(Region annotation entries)
________
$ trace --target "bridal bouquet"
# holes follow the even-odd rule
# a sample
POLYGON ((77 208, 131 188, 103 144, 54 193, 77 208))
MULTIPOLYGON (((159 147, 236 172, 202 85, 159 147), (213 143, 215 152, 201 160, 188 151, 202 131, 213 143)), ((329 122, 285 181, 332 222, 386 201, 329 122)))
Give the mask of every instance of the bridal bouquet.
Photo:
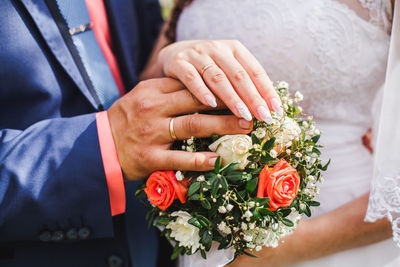
POLYGON ((199 254, 228 250, 253 256, 276 247, 292 233, 301 214, 319 206, 314 197, 322 182, 320 131, 302 115, 301 93, 290 96, 286 82, 275 86, 285 115, 273 123, 254 120, 248 135, 190 138, 175 144, 186 151, 220 155, 213 171, 157 171, 136 192, 152 204, 149 223, 162 229, 174 252, 199 254), (218 249, 217 249, 218 248, 218 249))

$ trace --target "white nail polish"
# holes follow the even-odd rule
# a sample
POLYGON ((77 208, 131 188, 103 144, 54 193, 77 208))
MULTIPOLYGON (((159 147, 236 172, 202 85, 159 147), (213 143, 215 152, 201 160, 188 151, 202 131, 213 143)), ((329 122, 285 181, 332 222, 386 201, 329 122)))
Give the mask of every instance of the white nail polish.
POLYGON ((251 121, 251 113, 249 109, 243 104, 243 103, 237 103, 236 104, 236 110, 239 112, 240 116, 243 117, 243 119, 247 121, 251 121))
POLYGON ((215 97, 214 96, 212 96, 212 95, 205 95, 204 96, 204 100, 206 101, 206 103, 208 104, 208 105, 210 105, 211 107, 213 107, 213 108, 216 108, 217 107, 217 101, 215 100, 215 97))
POLYGON ((264 106, 259 106, 257 108, 257 112, 258 112, 258 116, 260 116, 260 119, 262 119, 263 121, 265 121, 268 124, 272 123, 271 113, 264 106))
POLYGON ((276 114, 279 117, 283 116, 282 103, 281 103, 281 101, 279 101, 278 98, 275 97, 275 98, 271 99, 271 106, 272 106, 272 109, 276 112, 276 114))

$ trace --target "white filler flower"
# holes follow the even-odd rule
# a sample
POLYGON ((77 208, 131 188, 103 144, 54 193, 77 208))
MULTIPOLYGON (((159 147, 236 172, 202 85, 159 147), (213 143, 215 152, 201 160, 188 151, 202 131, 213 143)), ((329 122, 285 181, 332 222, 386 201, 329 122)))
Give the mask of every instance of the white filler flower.
POLYGON ((285 150, 286 144, 292 140, 296 140, 301 135, 301 129, 297 122, 289 117, 286 117, 282 124, 273 125, 271 127, 271 136, 275 136, 275 151, 279 154, 285 150))
POLYGON ((209 146, 209 149, 218 153, 222 159, 222 166, 231 162, 240 163, 239 169, 243 170, 249 163, 249 149, 252 147, 251 138, 248 135, 224 135, 209 146))
POLYGON ((176 217, 175 221, 170 221, 166 226, 171 229, 171 237, 180 246, 191 248, 194 253, 200 247, 200 236, 199 228, 188 222, 192 216, 186 211, 174 211, 171 216, 176 217))

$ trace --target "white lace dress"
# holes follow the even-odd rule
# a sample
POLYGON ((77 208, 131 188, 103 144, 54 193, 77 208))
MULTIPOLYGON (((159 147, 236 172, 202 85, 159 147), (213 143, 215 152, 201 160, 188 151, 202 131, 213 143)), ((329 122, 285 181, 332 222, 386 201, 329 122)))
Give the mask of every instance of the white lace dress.
MULTIPOLYGON (((304 94, 303 108, 323 131, 331 158, 315 216, 369 191, 372 157, 361 137, 382 86, 389 35, 384 0, 194 0, 182 13, 177 39, 238 39, 274 81, 304 94)), ((327 225, 327 231, 334 225, 327 225)), ((371 266, 400 251, 392 240, 296 266, 371 266)))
________
## Given task
Transcribe the lines word for word, beginning with the very first one and stopping after the line that contains "POLYGON ((276 114, 279". Leave the pictures out of your answer.

## Solution to the problem
$ trace --target "bridal bouquet"
# holes follow the even-odd rule
# a sample
POLYGON ((77 208, 131 188, 103 144, 54 193, 77 208))
MULTIPOLYGON (((159 147, 236 172, 202 85, 159 147), (213 143, 215 152, 201 160, 188 151, 202 131, 213 143)), ((329 122, 285 181, 332 222, 386 201, 329 122)))
Give the mask of every instance of the bridal bouquet.
Photo:
POLYGON ((199 254, 228 250, 253 256, 276 247, 292 233, 301 214, 319 206, 314 197, 322 182, 320 131, 302 115, 301 93, 290 96, 286 82, 275 86, 285 115, 273 123, 254 120, 248 135, 190 138, 175 144, 186 151, 220 155, 213 171, 157 171, 136 192, 152 204, 149 223, 162 229, 174 252, 199 254), (218 249, 217 249, 218 248, 218 249))

$ trace --target "white nail polish"
# holes follow the even-odd rule
# a sample
POLYGON ((77 208, 131 188, 103 144, 54 193, 77 208))
MULTIPOLYGON (((159 147, 236 172, 202 85, 159 147), (213 143, 215 152, 201 160, 188 151, 202 131, 213 143)), ((329 122, 285 181, 332 222, 386 201, 329 122)))
Give the mask of every instance of the white nail polish.
POLYGON ((251 121, 251 113, 249 109, 243 104, 243 103, 237 103, 236 104, 236 110, 239 112, 240 116, 243 117, 243 119, 247 121, 251 121))
POLYGON ((215 97, 214 96, 212 96, 212 95, 205 95, 204 96, 204 100, 206 101, 206 103, 208 104, 208 105, 210 105, 211 107, 213 107, 213 108, 216 108, 217 107, 217 101, 215 100, 215 97))
POLYGON ((264 106, 259 106, 257 108, 257 112, 258 112, 258 116, 260 116, 260 119, 262 119, 263 121, 265 121, 268 124, 272 123, 271 113, 264 106))
POLYGON ((276 114, 279 117, 283 116, 282 103, 281 103, 281 101, 279 101, 278 98, 275 97, 275 98, 271 99, 271 106, 272 106, 272 109, 276 112, 276 114))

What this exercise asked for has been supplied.